OPDRACHT 1 - Hoeveel patiënten werden volgens de tekst over de goedkeuring van durvalumab en tremelimumab in de HIMALAYA-studie behandeld?
OPDRACHT 2 - Schrijf een vervolg op de tekst over de goedkeuring van durvalumab en tremelimumab, aansluitend op de laatste zin.

Eind februari heeft de Europese Commissie gecombineerde immuuntherapie met durvalumab en tremelimumab goedgekeurd voor de behandeling van patiënten met gevorderde lever- of longkanker. Deze goedkeuring volgt op het positieve advies van het Europees Geneesmiddelenagentschap van december vorig jaar en is gebaseerd op de resultaten uit de HIMALAYA- en POSEIDON-studie.
In navolging van de VS en Japan is onlangs ook binnen de Europese Unie goedkeuring verleend aan gecombineerde immuuntherapie met durvalumab en tremelimumab als eerstelijnsbehandeling van volwassen patiënten met gevorderde of inoperabele leverkanker (‘hepatocellular carcinoma’, HCC) en als behandeling naast platinabevattende chemotherapie van volwassen patiënten met uitgezaaide niet-kleincellige longkanker (‘non-small cell lung cancer’, NSCLC). Resultaten uit de HIMALAYA-studie (voor leverkanker) en de POSEIDON-studie (voor longkanker) vormen de basis van de goedkeuring.1,2
In de HIMALAYA-studie werden 1.171 niet eerder systemisch behandelde patiënten ≥18 jaar met een gevorderd of inoperabel HCC behandeld met durvalumab gecombineerd met tremelimumab (n=393), alleen durvalumab (n=389) of sorafenib (n=389). De belangrijkste uitkomstmaat was algehele overleving.1 De mediane algehele overleving was 16,43 maanden in de groep die gecombineerde immuuntherapie kreeg en 16,56 maanden in de durvalumabgroep, vergeleken met 13,77 maanden in de sorafenibgroep. Na 36 maanden waren 30,7% van de patiënten in de groep die gecombineerde immuuntherapie kreeg en 24,7% van de patiënten in de durvalumabgroep nog in leven, vergeleken met 20,2% van de patiënten in de sorafenibgroep (gecombineerde immuuntherapie vs. sorafenib: HR [95%-BI]: 0,96 [0,65-0,93]). Monotherapie met durvalumab was niet ondergeschikt aan sorafenib (HR [95%-BI]: 0,86 [0,73-1,03]). Bijwerkingen van graad 3 of 4 traden op bij 50,5% van de patiënten in de groep die gecombineerde immuuntherapie kreeg en bij 37,1% van de patiënten in de durvalumabgroep, vergeleken met 52,4% van de patiënten in de sorafenibgroep.

AANGELEVERD MATERIAAL -
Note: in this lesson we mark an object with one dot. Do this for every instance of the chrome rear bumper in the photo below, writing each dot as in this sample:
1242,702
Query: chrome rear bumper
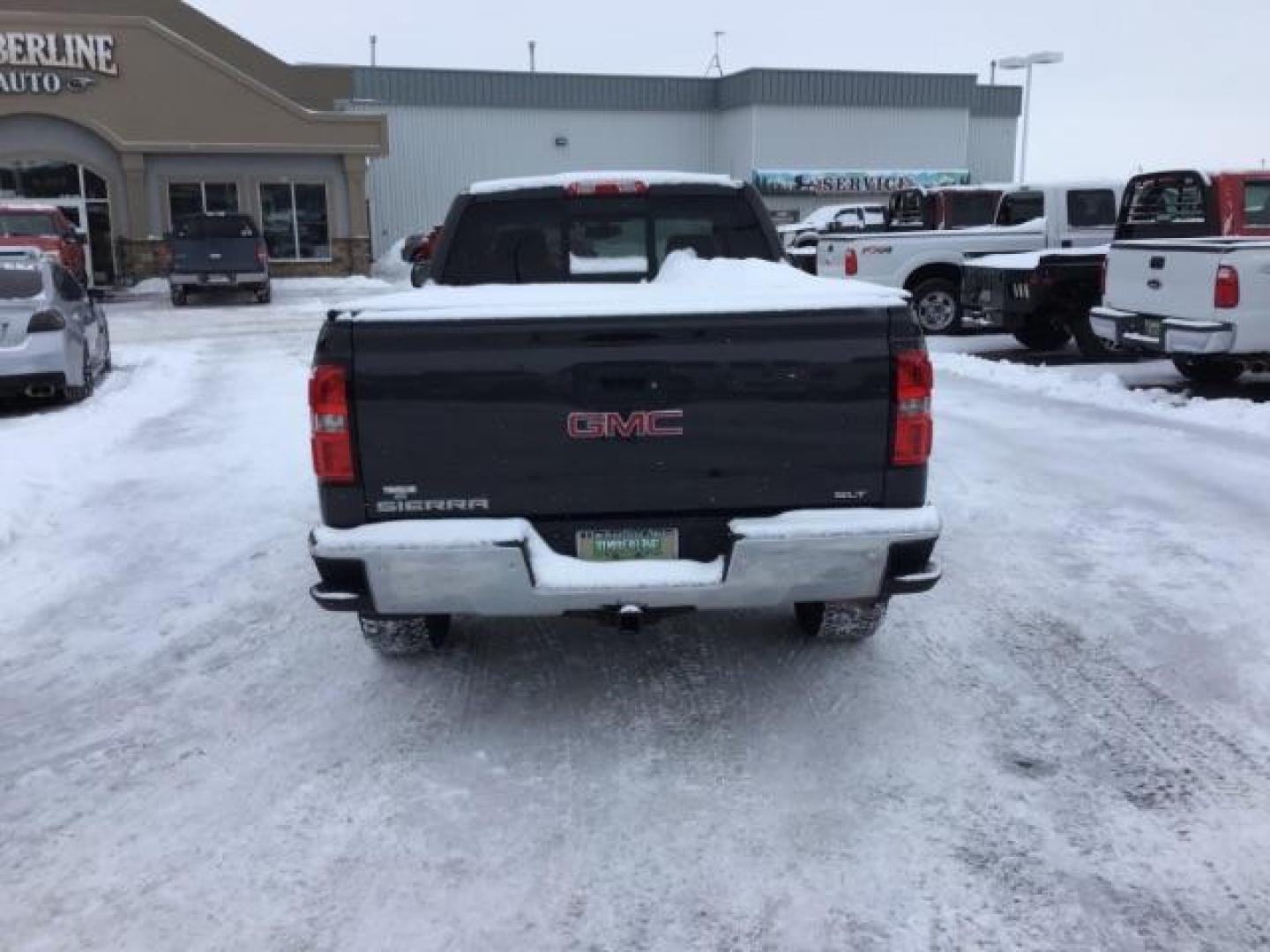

ANTWOORD 1 - 1.171 patiënten

ANTWOORD 2 -
In de POSEIDON-studie werden 1.013 volwassen patiënten met uitgezaaide NSCLC zonder mutaties in het EGFR– of ALK-gen behandeld met durvalumab gecombineerd met tremelimumab en chemotherapie (n=338), durvalumab en chemotherapie (n=338) of alleen chemotherapie (n=337).2 Chemotherapie bestond uit carboplatine plus nab-paclitaxel (ongeacht het type tumor), cis- of carboplatine plus gemcitabine (plaveiselcelcarcinoom), of cis- of carboplatine plus pemetrexed (niet-plaveiselcelcarcinoom). De belangrijkste uitkomstmaten waren progressievrije en algehele overleving. Zowel de progressievrije overleving (mediaan: 6,2 vs. 4,8 maanden; HR [95%-CI]: 0,72 [0,60-0,86]) als de algehele overleving (mediaan: 14,0 vs. 11,7 maanden; HR [95%-CI]: 0,77 [0,65-0,92]) was langer in de groep die gecombineerde immuuntherapie en chemotherapie kreeg dan in de groep die alleen chemotherapie kreeg. Bij 15,5% van de patiënten in de groep die gecombineerde immuuntherapie en chemotherapie kreeg moest de behandeling gestopt worden vanwege aan de behandeling gerelateerde ongunstige voorvallen, vergeleken met 9,9% van de patiënten in de groep die alleen chemotherapie kreeg.
Dave Fredrickson, executive vicepresident van de oncologische tak van AstraZeneca: “Deze goedkeuringen […] brengen broodnodige, nieuwe op immuuntherapie gebaseerde behandelregimes met zich mee die mogelijk levensverlengende voordelen zullen opleveren voor Europese patiënten.”